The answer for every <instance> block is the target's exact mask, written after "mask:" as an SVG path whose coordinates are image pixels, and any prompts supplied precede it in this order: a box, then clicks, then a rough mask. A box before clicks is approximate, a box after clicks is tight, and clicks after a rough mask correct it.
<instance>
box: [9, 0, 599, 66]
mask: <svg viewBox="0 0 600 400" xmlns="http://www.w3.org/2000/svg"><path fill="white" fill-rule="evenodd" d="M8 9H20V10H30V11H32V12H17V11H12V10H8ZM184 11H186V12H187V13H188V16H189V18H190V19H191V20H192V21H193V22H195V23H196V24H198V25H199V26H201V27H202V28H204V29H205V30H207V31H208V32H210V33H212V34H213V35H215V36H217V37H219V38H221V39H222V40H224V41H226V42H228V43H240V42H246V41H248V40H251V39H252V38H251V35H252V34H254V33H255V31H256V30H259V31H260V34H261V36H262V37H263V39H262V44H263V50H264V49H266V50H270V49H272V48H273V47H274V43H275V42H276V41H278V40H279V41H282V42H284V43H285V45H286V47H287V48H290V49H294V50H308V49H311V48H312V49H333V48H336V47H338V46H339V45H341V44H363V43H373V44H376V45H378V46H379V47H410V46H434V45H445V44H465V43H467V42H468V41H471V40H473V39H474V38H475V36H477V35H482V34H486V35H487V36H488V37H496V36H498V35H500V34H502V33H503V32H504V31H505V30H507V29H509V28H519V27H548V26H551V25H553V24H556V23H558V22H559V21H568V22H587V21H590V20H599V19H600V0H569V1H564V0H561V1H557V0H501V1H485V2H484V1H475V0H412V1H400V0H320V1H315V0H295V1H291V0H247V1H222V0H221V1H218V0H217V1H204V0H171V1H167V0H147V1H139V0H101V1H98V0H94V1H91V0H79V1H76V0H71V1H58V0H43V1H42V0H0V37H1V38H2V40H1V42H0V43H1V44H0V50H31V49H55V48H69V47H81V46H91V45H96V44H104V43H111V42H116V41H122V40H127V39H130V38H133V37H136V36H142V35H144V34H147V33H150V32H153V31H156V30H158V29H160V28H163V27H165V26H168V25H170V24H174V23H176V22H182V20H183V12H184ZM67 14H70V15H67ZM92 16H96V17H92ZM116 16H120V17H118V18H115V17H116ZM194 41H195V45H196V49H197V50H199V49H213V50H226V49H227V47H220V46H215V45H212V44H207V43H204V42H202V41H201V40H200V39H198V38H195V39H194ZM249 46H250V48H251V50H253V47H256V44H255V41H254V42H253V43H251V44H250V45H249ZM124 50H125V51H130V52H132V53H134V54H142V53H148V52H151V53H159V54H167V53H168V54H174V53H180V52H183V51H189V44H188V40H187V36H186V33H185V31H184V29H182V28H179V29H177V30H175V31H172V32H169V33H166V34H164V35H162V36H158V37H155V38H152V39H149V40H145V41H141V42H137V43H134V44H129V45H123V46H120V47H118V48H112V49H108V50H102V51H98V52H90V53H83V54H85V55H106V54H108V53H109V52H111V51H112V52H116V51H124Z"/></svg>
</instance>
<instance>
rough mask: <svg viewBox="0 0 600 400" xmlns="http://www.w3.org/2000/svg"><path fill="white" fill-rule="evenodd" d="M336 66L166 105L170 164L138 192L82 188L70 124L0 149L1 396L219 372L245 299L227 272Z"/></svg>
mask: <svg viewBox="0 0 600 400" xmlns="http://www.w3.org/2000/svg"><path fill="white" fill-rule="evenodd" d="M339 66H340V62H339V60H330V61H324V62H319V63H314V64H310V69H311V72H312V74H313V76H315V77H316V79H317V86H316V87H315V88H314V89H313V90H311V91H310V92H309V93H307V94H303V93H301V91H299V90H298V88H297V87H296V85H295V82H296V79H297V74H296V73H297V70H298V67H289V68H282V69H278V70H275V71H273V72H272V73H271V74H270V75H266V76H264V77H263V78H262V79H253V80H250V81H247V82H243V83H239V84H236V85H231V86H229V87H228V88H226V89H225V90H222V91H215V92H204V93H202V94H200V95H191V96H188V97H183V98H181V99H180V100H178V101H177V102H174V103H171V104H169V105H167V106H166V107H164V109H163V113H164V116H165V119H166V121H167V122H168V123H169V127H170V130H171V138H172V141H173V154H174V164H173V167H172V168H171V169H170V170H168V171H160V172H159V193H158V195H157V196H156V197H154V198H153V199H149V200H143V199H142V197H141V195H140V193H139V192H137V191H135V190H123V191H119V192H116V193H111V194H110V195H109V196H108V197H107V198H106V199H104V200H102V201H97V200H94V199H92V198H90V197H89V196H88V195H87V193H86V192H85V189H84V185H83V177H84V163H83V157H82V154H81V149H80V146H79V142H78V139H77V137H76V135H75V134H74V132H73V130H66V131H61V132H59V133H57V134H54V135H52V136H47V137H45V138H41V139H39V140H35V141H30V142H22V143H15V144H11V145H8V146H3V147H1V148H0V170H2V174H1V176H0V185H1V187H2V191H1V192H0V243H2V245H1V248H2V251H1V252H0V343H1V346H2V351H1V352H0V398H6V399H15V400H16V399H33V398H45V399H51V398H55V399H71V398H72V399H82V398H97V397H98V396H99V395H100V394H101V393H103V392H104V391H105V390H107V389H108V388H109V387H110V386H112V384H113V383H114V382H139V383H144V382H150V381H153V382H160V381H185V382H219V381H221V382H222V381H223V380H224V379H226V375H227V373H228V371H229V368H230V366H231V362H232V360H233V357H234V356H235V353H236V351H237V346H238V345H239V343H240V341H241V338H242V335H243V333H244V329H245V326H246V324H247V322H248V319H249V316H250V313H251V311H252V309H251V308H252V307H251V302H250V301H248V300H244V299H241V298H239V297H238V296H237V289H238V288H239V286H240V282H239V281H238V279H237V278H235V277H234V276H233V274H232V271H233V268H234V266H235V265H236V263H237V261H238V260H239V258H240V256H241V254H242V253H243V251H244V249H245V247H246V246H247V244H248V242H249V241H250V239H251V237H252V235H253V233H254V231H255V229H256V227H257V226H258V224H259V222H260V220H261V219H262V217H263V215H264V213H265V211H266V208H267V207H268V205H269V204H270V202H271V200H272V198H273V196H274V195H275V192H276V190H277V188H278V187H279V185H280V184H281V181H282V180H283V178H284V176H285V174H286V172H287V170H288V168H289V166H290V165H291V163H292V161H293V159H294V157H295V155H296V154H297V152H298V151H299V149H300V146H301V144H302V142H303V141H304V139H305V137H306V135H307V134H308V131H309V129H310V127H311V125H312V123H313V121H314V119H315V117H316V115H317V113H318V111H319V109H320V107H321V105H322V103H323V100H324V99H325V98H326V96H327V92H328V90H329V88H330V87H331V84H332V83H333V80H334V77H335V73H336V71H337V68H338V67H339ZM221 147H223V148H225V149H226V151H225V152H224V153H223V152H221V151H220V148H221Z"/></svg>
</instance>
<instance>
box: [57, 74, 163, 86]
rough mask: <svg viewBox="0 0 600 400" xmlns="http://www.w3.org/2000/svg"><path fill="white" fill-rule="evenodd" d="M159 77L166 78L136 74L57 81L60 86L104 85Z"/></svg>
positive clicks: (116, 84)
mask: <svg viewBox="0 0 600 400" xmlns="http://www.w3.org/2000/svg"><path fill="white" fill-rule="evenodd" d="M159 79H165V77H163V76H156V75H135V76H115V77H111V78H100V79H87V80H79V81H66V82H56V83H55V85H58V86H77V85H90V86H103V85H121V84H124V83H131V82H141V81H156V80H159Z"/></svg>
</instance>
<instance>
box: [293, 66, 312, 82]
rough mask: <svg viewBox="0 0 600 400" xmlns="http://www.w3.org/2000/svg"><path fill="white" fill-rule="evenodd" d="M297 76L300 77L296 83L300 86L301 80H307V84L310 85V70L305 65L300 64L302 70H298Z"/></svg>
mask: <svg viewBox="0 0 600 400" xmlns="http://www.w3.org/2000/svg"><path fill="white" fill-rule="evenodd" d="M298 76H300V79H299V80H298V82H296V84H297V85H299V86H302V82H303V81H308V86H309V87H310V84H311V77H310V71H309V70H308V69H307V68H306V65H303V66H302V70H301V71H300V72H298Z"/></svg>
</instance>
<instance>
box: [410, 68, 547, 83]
───
Put every line from the beginning of the records through the line containing "box: [9, 0, 599, 66]" into a numbered list, omitting blank lines.

1. The answer for every <instance> block is the target's exact mask, written after "mask:" as an SVG path whose coordinates are image pixels, and any prompts supplied precede it in this order: a box, then clicks, then a rough mask. A box before clicks is approximate, a box after clicks is tight, and clicks after a rough mask correct it.
2. <instance>
3. box: [9, 0, 599, 66]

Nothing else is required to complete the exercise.